▶ **SOURCE RECORDS**:
------------------------

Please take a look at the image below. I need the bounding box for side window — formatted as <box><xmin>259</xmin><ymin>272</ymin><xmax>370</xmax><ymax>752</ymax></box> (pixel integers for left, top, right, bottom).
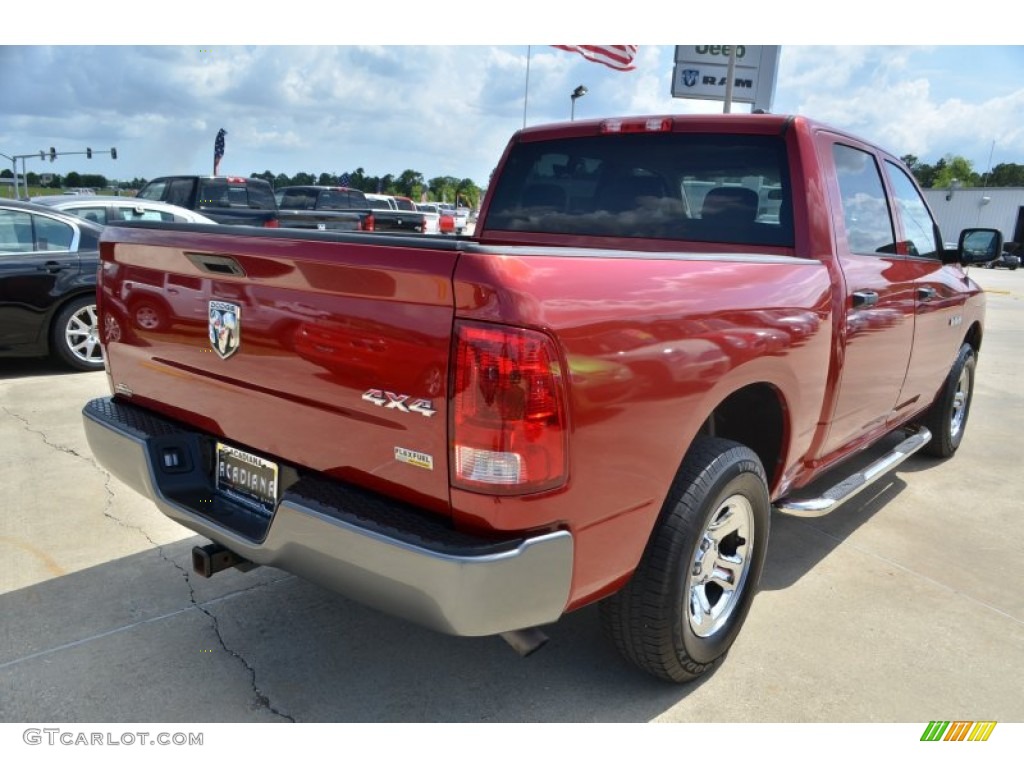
<box><xmin>34</xmin><ymin>216</ymin><xmax>74</xmax><ymax>251</ymax></box>
<box><xmin>885</xmin><ymin>160</ymin><xmax>940</xmax><ymax>259</ymax></box>
<box><xmin>0</xmin><ymin>210</ymin><xmax>36</xmax><ymax>253</ymax></box>
<box><xmin>166</xmin><ymin>179</ymin><xmax>194</xmax><ymax>208</ymax></box>
<box><xmin>121</xmin><ymin>207</ymin><xmax>174</xmax><ymax>222</ymax></box>
<box><xmin>73</xmin><ymin>207</ymin><xmax>109</xmax><ymax>225</ymax></box>
<box><xmin>833</xmin><ymin>144</ymin><xmax>896</xmax><ymax>256</ymax></box>
<box><xmin>136</xmin><ymin>181</ymin><xmax>166</xmax><ymax>201</ymax></box>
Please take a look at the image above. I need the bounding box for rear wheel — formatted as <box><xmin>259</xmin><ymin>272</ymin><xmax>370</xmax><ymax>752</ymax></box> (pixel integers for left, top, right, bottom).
<box><xmin>921</xmin><ymin>343</ymin><xmax>976</xmax><ymax>458</ymax></box>
<box><xmin>600</xmin><ymin>437</ymin><xmax>770</xmax><ymax>682</ymax></box>
<box><xmin>51</xmin><ymin>295</ymin><xmax>104</xmax><ymax>372</ymax></box>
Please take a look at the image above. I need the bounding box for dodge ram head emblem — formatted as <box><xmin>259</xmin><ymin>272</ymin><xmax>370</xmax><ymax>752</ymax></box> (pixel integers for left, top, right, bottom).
<box><xmin>209</xmin><ymin>301</ymin><xmax>241</xmax><ymax>359</ymax></box>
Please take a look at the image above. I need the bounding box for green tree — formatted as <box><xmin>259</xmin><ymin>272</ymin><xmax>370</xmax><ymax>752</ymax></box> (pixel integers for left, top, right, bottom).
<box><xmin>987</xmin><ymin>162</ymin><xmax>1024</xmax><ymax>187</ymax></box>
<box><xmin>318</xmin><ymin>172</ymin><xmax>338</xmax><ymax>186</ymax></box>
<box><xmin>396</xmin><ymin>169</ymin><xmax>425</xmax><ymax>198</ymax></box>
<box><xmin>932</xmin><ymin>155</ymin><xmax>978</xmax><ymax>189</ymax></box>
<box><xmin>80</xmin><ymin>174</ymin><xmax>109</xmax><ymax>188</ymax></box>
<box><xmin>65</xmin><ymin>171</ymin><xmax>82</xmax><ymax>188</ymax></box>
<box><xmin>293</xmin><ymin>172</ymin><xmax>316</xmax><ymax>186</ymax></box>
<box><xmin>274</xmin><ymin>173</ymin><xmax>291</xmax><ymax>189</ymax></box>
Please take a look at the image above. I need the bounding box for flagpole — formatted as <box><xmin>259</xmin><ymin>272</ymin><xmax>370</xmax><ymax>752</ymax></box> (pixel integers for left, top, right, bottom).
<box><xmin>523</xmin><ymin>45</ymin><xmax>531</xmax><ymax>129</ymax></box>
<box><xmin>723</xmin><ymin>48</ymin><xmax>736</xmax><ymax>114</ymax></box>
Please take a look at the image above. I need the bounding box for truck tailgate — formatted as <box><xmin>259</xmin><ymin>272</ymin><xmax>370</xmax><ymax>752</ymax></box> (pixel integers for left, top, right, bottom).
<box><xmin>98</xmin><ymin>224</ymin><xmax>458</xmax><ymax>515</ymax></box>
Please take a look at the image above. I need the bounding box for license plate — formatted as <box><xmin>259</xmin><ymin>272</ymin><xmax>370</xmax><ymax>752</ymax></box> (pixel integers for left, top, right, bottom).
<box><xmin>215</xmin><ymin>442</ymin><xmax>279</xmax><ymax>515</ymax></box>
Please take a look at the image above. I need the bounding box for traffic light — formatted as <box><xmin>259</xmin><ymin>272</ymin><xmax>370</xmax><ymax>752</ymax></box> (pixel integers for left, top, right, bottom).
<box><xmin>49</xmin><ymin>147</ymin><xmax>56</xmax><ymax>162</ymax></box>
<box><xmin>86</xmin><ymin>147</ymin><xmax>92</xmax><ymax>159</ymax></box>
<box><xmin>110</xmin><ymin>147</ymin><xmax>117</xmax><ymax>160</ymax></box>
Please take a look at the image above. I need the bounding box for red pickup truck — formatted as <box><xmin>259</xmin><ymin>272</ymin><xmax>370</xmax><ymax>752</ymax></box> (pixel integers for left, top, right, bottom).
<box><xmin>83</xmin><ymin>114</ymin><xmax>1001</xmax><ymax>683</ymax></box>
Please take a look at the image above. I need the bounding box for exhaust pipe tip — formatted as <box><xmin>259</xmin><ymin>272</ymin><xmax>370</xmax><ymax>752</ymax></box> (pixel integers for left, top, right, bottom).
<box><xmin>499</xmin><ymin>627</ymin><xmax>550</xmax><ymax>657</ymax></box>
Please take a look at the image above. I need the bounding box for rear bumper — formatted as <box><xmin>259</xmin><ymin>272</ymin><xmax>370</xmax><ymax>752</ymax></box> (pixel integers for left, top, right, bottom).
<box><xmin>82</xmin><ymin>397</ymin><xmax>573</xmax><ymax>636</ymax></box>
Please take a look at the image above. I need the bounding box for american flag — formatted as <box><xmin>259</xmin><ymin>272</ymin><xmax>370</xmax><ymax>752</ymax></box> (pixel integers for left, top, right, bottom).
<box><xmin>339</xmin><ymin>172</ymin><xmax>351</xmax><ymax>187</ymax></box>
<box><xmin>213</xmin><ymin>129</ymin><xmax>226</xmax><ymax>175</ymax></box>
<box><xmin>553</xmin><ymin>45</ymin><xmax>638</xmax><ymax>71</ymax></box>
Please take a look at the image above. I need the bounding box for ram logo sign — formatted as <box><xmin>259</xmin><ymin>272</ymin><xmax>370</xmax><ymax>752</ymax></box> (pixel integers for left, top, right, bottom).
<box><xmin>209</xmin><ymin>301</ymin><xmax>241</xmax><ymax>360</ymax></box>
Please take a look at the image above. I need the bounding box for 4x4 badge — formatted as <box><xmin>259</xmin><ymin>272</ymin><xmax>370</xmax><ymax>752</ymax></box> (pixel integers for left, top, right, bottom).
<box><xmin>209</xmin><ymin>301</ymin><xmax>241</xmax><ymax>359</ymax></box>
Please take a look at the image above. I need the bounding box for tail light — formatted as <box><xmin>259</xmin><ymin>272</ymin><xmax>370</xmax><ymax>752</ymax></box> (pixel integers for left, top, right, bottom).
<box><xmin>263</xmin><ymin>218</ymin><xmax>280</xmax><ymax>228</ymax></box>
<box><xmin>451</xmin><ymin>321</ymin><xmax>568</xmax><ymax>495</ymax></box>
<box><xmin>599</xmin><ymin>117</ymin><xmax>673</xmax><ymax>134</ymax></box>
<box><xmin>362</xmin><ymin>213</ymin><xmax>375</xmax><ymax>232</ymax></box>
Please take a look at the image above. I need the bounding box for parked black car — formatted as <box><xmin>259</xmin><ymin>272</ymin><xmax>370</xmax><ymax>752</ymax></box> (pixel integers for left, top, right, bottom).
<box><xmin>0</xmin><ymin>199</ymin><xmax>103</xmax><ymax>371</ymax></box>
<box><xmin>984</xmin><ymin>251</ymin><xmax>1020</xmax><ymax>270</ymax></box>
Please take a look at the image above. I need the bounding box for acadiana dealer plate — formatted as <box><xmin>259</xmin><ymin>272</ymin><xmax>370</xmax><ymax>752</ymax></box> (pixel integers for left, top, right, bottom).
<box><xmin>216</xmin><ymin>441</ymin><xmax>279</xmax><ymax>516</ymax></box>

------------------------

▶ **EXERCISE INSTRUCTIONS**:
Pictures are to be dropped; every line of the records is to be returned unchanged.

▶ **RESPONSE**:
Please take a look at the image below. I need the bounding box for side window — formatted as <box><xmin>259</xmin><ymin>272</ymin><xmax>370</xmax><ymax>752</ymax></box> (pixel integers for left, top, right, bottom).
<box><xmin>34</xmin><ymin>216</ymin><xmax>74</xmax><ymax>251</ymax></box>
<box><xmin>885</xmin><ymin>160</ymin><xmax>940</xmax><ymax>259</ymax></box>
<box><xmin>0</xmin><ymin>210</ymin><xmax>36</xmax><ymax>253</ymax></box>
<box><xmin>166</xmin><ymin>179</ymin><xmax>194</xmax><ymax>208</ymax></box>
<box><xmin>121</xmin><ymin>207</ymin><xmax>174</xmax><ymax>222</ymax></box>
<box><xmin>73</xmin><ymin>207</ymin><xmax>109</xmax><ymax>225</ymax></box>
<box><xmin>833</xmin><ymin>144</ymin><xmax>896</xmax><ymax>256</ymax></box>
<box><xmin>136</xmin><ymin>181</ymin><xmax>166</xmax><ymax>201</ymax></box>
Please take a look at the image above. I need the bounding box for rear wheel — formatted as <box><xmin>259</xmin><ymin>272</ymin><xmax>370</xmax><ymax>752</ymax></box> (pixel integers for left, top, right, bottom).
<box><xmin>921</xmin><ymin>343</ymin><xmax>976</xmax><ymax>458</ymax></box>
<box><xmin>600</xmin><ymin>437</ymin><xmax>770</xmax><ymax>682</ymax></box>
<box><xmin>51</xmin><ymin>295</ymin><xmax>104</xmax><ymax>372</ymax></box>
Please take a look at the image above. I need the bounding box for dodge ram head emblem — formatted as <box><xmin>259</xmin><ymin>272</ymin><xmax>370</xmax><ymax>752</ymax></box> (pixel integers for left, top, right, bottom).
<box><xmin>209</xmin><ymin>301</ymin><xmax>241</xmax><ymax>359</ymax></box>
Please take a look at the image above. I need the bounding box for green tree — formatted as <box><xmin>259</xmin><ymin>272</ymin><xmax>370</xmax><ymax>752</ymax></box> (pixel integers for left, top, right, bottom).
<box><xmin>987</xmin><ymin>162</ymin><xmax>1024</xmax><ymax>187</ymax></box>
<box><xmin>318</xmin><ymin>172</ymin><xmax>338</xmax><ymax>186</ymax></box>
<box><xmin>396</xmin><ymin>169</ymin><xmax>425</xmax><ymax>198</ymax></box>
<box><xmin>932</xmin><ymin>155</ymin><xmax>978</xmax><ymax>189</ymax></box>
<box><xmin>80</xmin><ymin>174</ymin><xmax>109</xmax><ymax>188</ymax></box>
<box><xmin>65</xmin><ymin>171</ymin><xmax>82</xmax><ymax>188</ymax></box>
<box><xmin>293</xmin><ymin>172</ymin><xmax>316</xmax><ymax>186</ymax></box>
<box><xmin>274</xmin><ymin>173</ymin><xmax>291</xmax><ymax>189</ymax></box>
Please take a look at the image above. I need the bounding box for flagpole — formatted as <box><xmin>259</xmin><ymin>272</ymin><xmax>370</xmax><ymax>752</ymax></box> (pixel integers for left, top, right, bottom).
<box><xmin>523</xmin><ymin>45</ymin><xmax>531</xmax><ymax>129</ymax></box>
<box><xmin>723</xmin><ymin>48</ymin><xmax>736</xmax><ymax>114</ymax></box>
Please take a look at the image above. I need the bounding box for truck tailgate — formatted as <box><xmin>259</xmin><ymin>272</ymin><xmax>370</xmax><ymax>752</ymax></box> (pixel integers for left, top, right, bottom).
<box><xmin>98</xmin><ymin>224</ymin><xmax>458</xmax><ymax>515</ymax></box>
Please take a look at the image above. I need the bounding box for license plate — formatted as <box><xmin>259</xmin><ymin>272</ymin><xmax>370</xmax><ymax>752</ymax></box> (pixel integers for left, top, right, bottom).
<box><xmin>215</xmin><ymin>442</ymin><xmax>279</xmax><ymax>515</ymax></box>
Please take a look at the image above. I need the bounding box for traffic light — formatted as <box><xmin>259</xmin><ymin>272</ymin><xmax>370</xmax><ymax>752</ymax></box> (pixel integers for left, top, right, bottom).
<box><xmin>49</xmin><ymin>147</ymin><xmax>56</xmax><ymax>162</ymax></box>
<box><xmin>86</xmin><ymin>147</ymin><xmax>92</xmax><ymax>159</ymax></box>
<box><xmin>110</xmin><ymin>147</ymin><xmax>117</xmax><ymax>160</ymax></box>
Please take a look at the image above. I need the bounding box for red pickup truck — formatted as <box><xmin>259</xmin><ymin>272</ymin><xmax>370</xmax><ymax>752</ymax></box> (pixel integers for left, top, right, bottom).
<box><xmin>83</xmin><ymin>114</ymin><xmax>1001</xmax><ymax>683</ymax></box>
Please take a look at the image above. I need the bounding box for exhaust pipe tip — formatted as <box><xmin>259</xmin><ymin>272</ymin><xmax>370</xmax><ymax>752</ymax></box> (pixel integers for left, top, right, bottom).
<box><xmin>499</xmin><ymin>627</ymin><xmax>550</xmax><ymax>657</ymax></box>
Please take a look at the image above. I need the bounding box for rear bumper — formatted as <box><xmin>259</xmin><ymin>272</ymin><xmax>370</xmax><ymax>752</ymax></box> (pixel integers for left, top, right, bottom).
<box><xmin>82</xmin><ymin>397</ymin><xmax>573</xmax><ymax>636</ymax></box>
Please take a look at the image above. I need the bounding box for american flag — formatted as <box><xmin>259</xmin><ymin>272</ymin><xmax>370</xmax><ymax>752</ymax></box> (pixel integers for left, top, right, bottom).
<box><xmin>339</xmin><ymin>172</ymin><xmax>351</xmax><ymax>187</ymax></box>
<box><xmin>213</xmin><ymin>129</ymin><xmax>226</xmax><ymax>175</ymax></box>
<box><xmin>553</xmin><ymin>45</ymin><xmax>638</xmax><ymax>71</ymax></box>
Please take a look at the image above. I need the bounding box for ram logo sign — formatted as <box><xmin>259</xmin><ymin>272</ymin><xmax>370</xmax><ymax>752</ymax></box> (pixel integers for left, top, right, bottom).
<box><xmin>209</xmin><ymin>301</ymin><xmax>241</xmax><ymax>360</ymax></box>
Please take a look at the image above. I need the bounding box for 4x4 badge — formatted as <box><xmin>259</xmin><ymin>272</ymin><xmax>370</xmax><ymax>752</ymax></box> (pixel integers for left, top, right, bottom).
<box><xmin>209</xmin><ymin>301</ymin><xmax>241</xmax><ymax>359</ymax></box>
Please take a look at the image above. I need the bounding box for tail light — formatted as <box><xmin>259</xmin><ymin>272</ymin><xmax>370</xmax><ymax>752</ymax></box> (pixel integers for left, top, right, bottom).
<box><xmin>263</xmin><ymin>218</ymin><xmax>280</xmax><ymax>228</ymax></box>
<box><xmin>451</xmin><ymin>321</ymin><xmax>568</xmax><ymax>495</ymax></box>
<box><xmin>599</xmin><ymin>117</ymin><xmax>673</xmax><ymax>134</ymax></box>
<box><xmin>362</xmin><ymin>213</ymin><xmax>375</xmax><ymax>232</ymax></box>
Please take a look at the image above. I need the bounding box for parked black car — formatted as <box><xmin>259</xmin><ymin>272</ymin><xmax>370</xmax><ymax>752</ymax></box> (pixel integers for left, top, right, bottom).
<box><xmin>0</xmin><ymin>199</ymin><xmax>103</xmax><ymax>371</ymax></box>
<box><xmin>984</xmin><ymin>251</ymin><xmax>1020</xmax><ymax>270</ymax></box>
Please take a look at the image above. I need the bounding box for acadiana dealer plate — formatted as <box><xmin>259</xmin><ymin>272</ymin><xmax>370</xmax><ymax>752</ymax></box> (pixel integers for left, top, right, bottom).
<box><xmin>216</xmin><ymin>441</ymin><xmax>279</xmax><ymax>516</ymax></box>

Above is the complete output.